## Begin Material provided
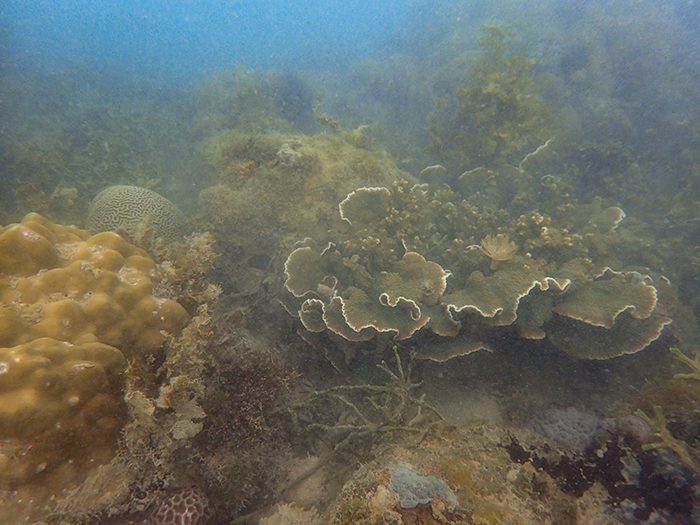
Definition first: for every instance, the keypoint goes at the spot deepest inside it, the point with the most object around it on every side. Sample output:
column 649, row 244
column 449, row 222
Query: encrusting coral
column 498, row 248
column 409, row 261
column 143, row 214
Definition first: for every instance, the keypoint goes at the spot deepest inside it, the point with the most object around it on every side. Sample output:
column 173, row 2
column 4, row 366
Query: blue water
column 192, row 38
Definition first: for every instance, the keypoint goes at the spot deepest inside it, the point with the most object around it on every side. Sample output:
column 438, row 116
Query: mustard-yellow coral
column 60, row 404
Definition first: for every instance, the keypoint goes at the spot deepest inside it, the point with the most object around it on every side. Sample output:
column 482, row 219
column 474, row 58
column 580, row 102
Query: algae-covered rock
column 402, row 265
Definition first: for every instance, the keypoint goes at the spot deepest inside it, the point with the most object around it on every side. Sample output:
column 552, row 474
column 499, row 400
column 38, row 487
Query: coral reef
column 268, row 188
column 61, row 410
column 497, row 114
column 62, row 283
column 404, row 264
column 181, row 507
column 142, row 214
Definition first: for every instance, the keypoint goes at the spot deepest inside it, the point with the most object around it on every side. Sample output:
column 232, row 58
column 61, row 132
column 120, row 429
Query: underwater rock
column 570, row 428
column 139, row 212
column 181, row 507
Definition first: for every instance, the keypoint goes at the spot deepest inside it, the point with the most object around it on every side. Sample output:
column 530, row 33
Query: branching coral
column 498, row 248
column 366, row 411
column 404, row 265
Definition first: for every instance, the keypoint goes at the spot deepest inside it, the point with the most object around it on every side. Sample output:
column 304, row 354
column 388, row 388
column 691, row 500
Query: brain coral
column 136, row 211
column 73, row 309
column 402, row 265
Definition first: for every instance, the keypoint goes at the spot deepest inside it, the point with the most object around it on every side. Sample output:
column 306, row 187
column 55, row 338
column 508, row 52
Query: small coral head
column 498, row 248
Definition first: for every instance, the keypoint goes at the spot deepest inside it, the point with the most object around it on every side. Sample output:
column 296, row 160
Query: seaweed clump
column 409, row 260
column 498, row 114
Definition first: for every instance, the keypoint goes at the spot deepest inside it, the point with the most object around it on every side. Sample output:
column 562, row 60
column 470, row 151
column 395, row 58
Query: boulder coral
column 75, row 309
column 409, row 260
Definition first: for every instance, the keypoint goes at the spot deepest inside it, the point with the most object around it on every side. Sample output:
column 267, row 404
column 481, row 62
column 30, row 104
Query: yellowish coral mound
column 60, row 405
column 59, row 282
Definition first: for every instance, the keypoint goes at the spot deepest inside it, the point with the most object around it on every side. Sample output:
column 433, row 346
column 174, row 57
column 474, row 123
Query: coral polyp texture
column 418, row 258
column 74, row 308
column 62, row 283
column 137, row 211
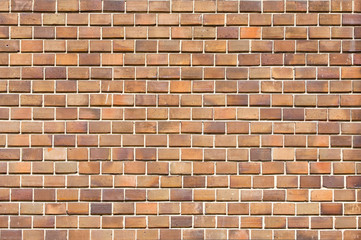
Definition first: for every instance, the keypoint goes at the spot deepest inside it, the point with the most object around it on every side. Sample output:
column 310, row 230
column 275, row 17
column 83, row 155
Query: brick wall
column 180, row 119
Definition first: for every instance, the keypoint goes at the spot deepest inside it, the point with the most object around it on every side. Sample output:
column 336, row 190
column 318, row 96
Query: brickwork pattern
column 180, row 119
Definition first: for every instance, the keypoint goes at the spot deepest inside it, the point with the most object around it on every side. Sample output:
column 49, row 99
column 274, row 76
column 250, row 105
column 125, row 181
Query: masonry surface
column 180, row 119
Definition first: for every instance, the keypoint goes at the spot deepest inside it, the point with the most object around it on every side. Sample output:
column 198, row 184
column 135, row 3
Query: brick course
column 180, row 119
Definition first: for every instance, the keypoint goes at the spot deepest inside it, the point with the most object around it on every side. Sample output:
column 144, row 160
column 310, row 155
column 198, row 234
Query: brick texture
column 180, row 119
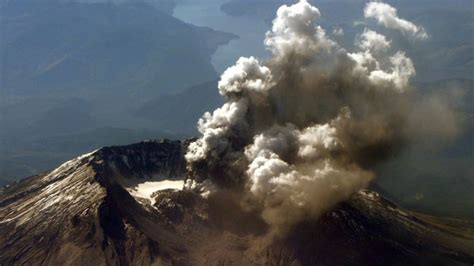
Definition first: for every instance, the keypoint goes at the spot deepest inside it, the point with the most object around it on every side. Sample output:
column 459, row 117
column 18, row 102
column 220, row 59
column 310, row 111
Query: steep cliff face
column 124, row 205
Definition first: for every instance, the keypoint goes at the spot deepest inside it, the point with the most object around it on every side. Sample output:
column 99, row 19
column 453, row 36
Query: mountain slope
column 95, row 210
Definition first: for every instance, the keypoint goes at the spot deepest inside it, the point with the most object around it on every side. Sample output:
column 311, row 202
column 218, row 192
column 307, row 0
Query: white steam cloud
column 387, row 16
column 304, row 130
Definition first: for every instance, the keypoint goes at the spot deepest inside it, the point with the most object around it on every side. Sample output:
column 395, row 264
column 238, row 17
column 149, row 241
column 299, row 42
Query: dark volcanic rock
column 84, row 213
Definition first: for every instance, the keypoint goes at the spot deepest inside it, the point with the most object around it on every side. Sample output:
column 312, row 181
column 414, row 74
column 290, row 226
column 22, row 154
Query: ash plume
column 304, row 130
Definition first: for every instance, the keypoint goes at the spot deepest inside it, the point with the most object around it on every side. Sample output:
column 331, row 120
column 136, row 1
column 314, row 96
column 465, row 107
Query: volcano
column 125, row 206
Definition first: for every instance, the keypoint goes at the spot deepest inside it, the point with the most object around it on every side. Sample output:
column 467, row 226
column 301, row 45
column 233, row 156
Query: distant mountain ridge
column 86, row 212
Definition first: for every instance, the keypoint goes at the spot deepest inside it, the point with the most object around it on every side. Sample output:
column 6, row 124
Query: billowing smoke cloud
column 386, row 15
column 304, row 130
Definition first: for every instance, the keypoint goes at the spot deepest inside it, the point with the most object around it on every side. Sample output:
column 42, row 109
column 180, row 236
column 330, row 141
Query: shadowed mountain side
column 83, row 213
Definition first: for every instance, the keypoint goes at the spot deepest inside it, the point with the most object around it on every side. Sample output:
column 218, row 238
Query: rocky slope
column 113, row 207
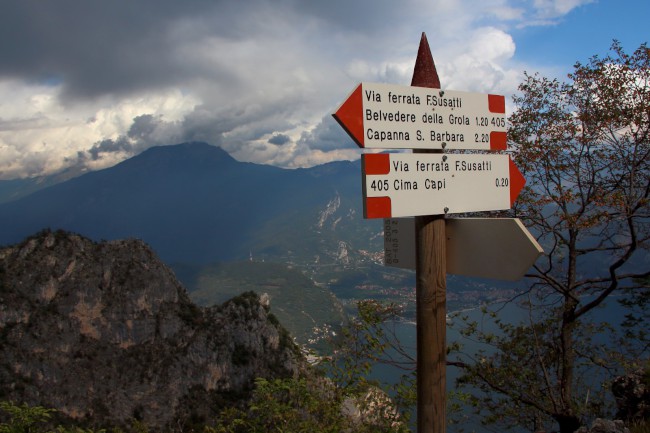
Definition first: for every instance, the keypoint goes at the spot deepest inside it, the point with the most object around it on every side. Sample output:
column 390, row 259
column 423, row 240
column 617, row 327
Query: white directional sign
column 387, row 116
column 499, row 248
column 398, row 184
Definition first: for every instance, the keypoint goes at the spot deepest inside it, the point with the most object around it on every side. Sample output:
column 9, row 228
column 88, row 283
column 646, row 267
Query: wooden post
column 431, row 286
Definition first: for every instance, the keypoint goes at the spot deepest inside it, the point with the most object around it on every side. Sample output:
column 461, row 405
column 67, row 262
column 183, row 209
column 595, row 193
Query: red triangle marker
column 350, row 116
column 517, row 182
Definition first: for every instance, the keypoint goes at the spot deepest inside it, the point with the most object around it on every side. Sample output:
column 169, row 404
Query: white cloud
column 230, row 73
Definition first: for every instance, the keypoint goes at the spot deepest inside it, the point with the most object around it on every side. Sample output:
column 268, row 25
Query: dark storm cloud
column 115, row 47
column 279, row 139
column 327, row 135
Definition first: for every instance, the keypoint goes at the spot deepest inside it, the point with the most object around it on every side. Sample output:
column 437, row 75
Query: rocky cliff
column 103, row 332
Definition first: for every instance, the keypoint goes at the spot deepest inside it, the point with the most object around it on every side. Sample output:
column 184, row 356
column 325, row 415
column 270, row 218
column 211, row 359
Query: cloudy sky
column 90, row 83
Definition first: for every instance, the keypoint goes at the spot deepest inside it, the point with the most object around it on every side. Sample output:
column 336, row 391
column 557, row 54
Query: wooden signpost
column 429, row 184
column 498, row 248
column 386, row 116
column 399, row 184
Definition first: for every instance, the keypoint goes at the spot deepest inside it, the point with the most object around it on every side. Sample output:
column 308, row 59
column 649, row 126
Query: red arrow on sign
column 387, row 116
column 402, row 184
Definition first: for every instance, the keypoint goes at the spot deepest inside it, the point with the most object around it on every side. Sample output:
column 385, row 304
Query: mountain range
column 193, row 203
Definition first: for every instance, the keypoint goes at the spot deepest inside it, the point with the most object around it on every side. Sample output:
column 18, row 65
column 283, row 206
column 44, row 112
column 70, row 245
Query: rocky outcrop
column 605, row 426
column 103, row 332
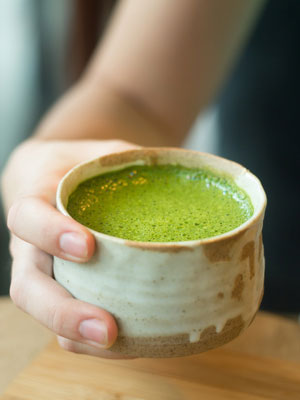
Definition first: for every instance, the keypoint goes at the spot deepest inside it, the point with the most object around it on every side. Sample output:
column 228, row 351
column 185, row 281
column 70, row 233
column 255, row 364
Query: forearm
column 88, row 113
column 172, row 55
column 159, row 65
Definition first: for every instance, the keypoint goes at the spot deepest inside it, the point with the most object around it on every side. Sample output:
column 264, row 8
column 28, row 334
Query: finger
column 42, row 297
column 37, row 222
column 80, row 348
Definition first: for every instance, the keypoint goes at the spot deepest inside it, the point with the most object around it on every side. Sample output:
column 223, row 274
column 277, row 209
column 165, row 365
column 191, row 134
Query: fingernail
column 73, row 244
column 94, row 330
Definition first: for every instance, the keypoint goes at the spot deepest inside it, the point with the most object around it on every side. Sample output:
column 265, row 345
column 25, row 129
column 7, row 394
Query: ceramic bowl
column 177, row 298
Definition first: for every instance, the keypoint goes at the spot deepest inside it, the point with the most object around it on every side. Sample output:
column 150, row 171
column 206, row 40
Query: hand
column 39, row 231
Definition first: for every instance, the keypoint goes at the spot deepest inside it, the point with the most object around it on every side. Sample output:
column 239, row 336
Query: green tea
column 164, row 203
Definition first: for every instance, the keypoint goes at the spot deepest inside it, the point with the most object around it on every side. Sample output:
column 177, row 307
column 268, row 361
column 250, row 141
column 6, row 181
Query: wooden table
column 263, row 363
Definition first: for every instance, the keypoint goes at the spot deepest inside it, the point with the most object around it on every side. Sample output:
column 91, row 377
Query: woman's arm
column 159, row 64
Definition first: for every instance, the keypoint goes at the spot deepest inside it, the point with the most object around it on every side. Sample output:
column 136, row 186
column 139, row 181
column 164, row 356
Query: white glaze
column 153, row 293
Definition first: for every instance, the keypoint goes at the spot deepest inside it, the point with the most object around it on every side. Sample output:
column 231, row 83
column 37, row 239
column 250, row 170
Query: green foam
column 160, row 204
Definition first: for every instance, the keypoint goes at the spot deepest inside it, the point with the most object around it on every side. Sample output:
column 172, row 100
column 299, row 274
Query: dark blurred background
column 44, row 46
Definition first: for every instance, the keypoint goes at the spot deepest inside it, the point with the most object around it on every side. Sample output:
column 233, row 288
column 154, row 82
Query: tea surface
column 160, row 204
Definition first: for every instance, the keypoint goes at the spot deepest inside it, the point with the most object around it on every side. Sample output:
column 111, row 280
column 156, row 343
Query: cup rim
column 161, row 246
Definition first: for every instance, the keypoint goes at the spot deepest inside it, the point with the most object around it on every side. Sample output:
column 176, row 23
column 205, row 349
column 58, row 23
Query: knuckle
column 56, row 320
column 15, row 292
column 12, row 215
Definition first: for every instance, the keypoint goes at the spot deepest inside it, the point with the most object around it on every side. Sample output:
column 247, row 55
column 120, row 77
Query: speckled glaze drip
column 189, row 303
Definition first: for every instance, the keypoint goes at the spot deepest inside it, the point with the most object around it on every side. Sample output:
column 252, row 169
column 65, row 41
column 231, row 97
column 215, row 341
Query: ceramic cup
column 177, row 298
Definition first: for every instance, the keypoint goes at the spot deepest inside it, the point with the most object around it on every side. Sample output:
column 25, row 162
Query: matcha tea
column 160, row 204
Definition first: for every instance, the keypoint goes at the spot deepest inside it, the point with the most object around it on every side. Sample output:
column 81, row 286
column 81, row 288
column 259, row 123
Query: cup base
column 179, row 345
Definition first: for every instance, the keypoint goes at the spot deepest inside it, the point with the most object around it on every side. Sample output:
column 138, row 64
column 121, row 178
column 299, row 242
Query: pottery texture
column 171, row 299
## End Material provided
• _What you need to do_
Please copy the entries above word for word, from their start through the line containing "column 192, row 38", including both ends, and leave the pictures out of your answer.

• _Solution to this problem_
Definition first: for every instance, the keypoint goes at the spot deepest inside it, the point with the most object around it on every side. Sample output:
column 649, row 244
column 449, row 222
Query: encrusting coral
column 498, row 248
column 409, row 261
column 143, row 214
Definition first: for every instance, the keypoint goes at the spot deepest inside it, the point with the most object around it on every side. Sample output:
column 173, row 2
column 4, row 366
Query: blue water
column 192, row 38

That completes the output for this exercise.